▶ _SET TASK_
Rewrite the records below, changing "pixel coordinates" to "image coordinates" everywhere it occurs and leaving every other character as it is.

──────── DATA EXTRACT

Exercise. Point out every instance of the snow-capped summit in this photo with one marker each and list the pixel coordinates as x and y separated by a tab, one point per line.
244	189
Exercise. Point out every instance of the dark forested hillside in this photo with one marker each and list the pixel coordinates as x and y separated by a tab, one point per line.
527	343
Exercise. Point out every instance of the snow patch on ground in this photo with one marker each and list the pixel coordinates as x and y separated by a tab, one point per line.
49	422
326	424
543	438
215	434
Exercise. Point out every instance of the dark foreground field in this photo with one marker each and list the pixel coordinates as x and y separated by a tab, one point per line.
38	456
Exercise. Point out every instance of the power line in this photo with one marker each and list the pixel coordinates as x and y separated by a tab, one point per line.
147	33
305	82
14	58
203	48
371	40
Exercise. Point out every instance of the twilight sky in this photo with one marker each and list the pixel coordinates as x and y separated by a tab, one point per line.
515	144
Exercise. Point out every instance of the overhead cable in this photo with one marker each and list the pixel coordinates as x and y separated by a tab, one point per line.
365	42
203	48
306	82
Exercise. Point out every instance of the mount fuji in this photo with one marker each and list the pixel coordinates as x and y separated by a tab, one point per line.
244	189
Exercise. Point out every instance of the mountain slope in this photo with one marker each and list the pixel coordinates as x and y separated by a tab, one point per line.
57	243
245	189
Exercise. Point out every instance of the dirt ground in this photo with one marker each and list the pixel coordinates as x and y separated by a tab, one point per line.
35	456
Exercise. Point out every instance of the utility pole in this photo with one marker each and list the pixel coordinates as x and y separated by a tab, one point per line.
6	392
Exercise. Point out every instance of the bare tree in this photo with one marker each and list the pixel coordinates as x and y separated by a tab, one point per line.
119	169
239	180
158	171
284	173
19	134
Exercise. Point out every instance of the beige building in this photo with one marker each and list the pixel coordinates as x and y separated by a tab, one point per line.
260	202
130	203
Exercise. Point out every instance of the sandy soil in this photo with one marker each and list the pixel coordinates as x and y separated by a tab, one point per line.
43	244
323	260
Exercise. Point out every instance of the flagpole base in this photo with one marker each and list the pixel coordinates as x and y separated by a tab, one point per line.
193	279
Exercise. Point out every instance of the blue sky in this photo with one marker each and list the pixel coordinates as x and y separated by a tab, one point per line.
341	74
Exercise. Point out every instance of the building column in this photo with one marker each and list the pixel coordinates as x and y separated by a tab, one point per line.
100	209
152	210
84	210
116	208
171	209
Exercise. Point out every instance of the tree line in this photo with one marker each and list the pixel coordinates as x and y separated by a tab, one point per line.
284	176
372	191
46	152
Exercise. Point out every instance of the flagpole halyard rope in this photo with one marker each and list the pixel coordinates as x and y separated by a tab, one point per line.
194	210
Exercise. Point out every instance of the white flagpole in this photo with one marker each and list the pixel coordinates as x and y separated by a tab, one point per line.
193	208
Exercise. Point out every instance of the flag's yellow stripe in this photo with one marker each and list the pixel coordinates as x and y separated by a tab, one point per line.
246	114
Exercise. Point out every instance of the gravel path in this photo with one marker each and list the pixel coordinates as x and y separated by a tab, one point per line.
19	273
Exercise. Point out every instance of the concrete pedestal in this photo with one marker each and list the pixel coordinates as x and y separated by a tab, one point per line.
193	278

────────────────

▶ _OUTPUT FOR THIS EXERCISE_
Exercise. Point out every instance of the snow-capped summit in this photo with one marker each and list the image coordinates as x and y separated by a tab, one point per line.
244	189
Exercise. Point out every instance of the dark forested hillside in this photo with one marker each and list the image coordinates as x and y separated by a tab, one point per line.
527	343
Exercise. Point out every instance of the snow patch on ground in this photo with one marker each and list the image coordinates as x and y separated by a tab, one point per line.
49	422
326	424
543	438
215	434
Exercise. Point out every instance of the dark foreground field in this photo with one marker each and list the image coordinates as x and y separated by a tab, one point per line.
38	456
Exercise. Point out every instance of the power line in this photo with one marker each and list the image coordinates as x and y separated by a tab, one point per line.
147	33
305	82
14	58
203	48
371	40
Exercise. Point out every instance of the twilight sky in this photo with one marker each and list the image coordinates as x and y separated by a tab, one point per line.
515	144
Exercise. Point out every instance of the overhead cable in this photo with one marker each and list the image coordinates as x and y separated by a tab, one point per line.
365	42
203	48
306	82
Exercise. Point out every instance of the mount fuji in this photo with one marker each and list the image coordinates as x and y separated by a tab, one point per line.
244	189
Exercise. Point out every instance of the mountain slope in this photo with one marker each and list the image coordinates as x and y separated by a tab, one point per line.
57	243
245	189
Exercise. Point out every instance of the dirt ground in this photo with one marker each and list the image coordinates as x and y separated by a tab, one point per line.
35	456
Exercise. Point out every instance of the utility pole in this photo with one marker each and list the image coordinates as x and y separated by a tab, one point per line.
6	392
Exercise. Point out every instance of the bare tree in this photo with one marker each and list the image coordinates as x and y separated by a tab, one point per line.
119	169
239	180
158	171
284	173
19	134
Exercise. Point out every instance of the beige building in this photo with one marker each and list the image coordinates as x and y separated by a tab, one point per line.
260	202
130	203
Exercise. Point out every instance of the sandy soil in this photo with one marker each and list the image coordinates as x and y separated by a tab, one point per line.
43	244
323	260
Exercise. Point out every instance of the flagpole base in this photo with one marker each and list the image coordinates as x and y separated by a tab, one point per line.
193	279
Exercise. Point out every instance of the blue sky in this photo with one marker each and list the image coordinates as x and y separated by a tab, one point per line.
341	74
Exercise. Point out every instance of the building column in this photo with one marker each and list the image coordinates as x and y separated by a tab, one point per line.
100	209
152	210
84	210
116	208
171	209
Exercise. Point out every instance of the tree line in this photo with one marker each and list the image coordinates as x and y separated by a tab, one point per line.
284	176
372	191
46	152
Exercise. Point out every instance of the flagpole halyard rope in this photo with one marker each and list the image coordinates as x and y separated by a tab, one point per line.
194	210
Exercise. Point out every instance of the white flagpole in this photo with one marker each and list the image coordinates as x and y separated by a tab, one point per line.
193	208
Exercise. Point out every instance of the flag's yellow stripe in this photo with one marker each and list the image coordinates as x and y separated by a tab, one point per line.
246	114
Exercise. Point out every instance of the gravel path in this photo with one marker each and list the image coordinates as x and y separated by a tab, one point per line.
19	273
Exercise. Point out every instance of the concrete pedestal in this photo with one marker each and list the image coordinates as x and y separated by a tab, one point per line.
193	278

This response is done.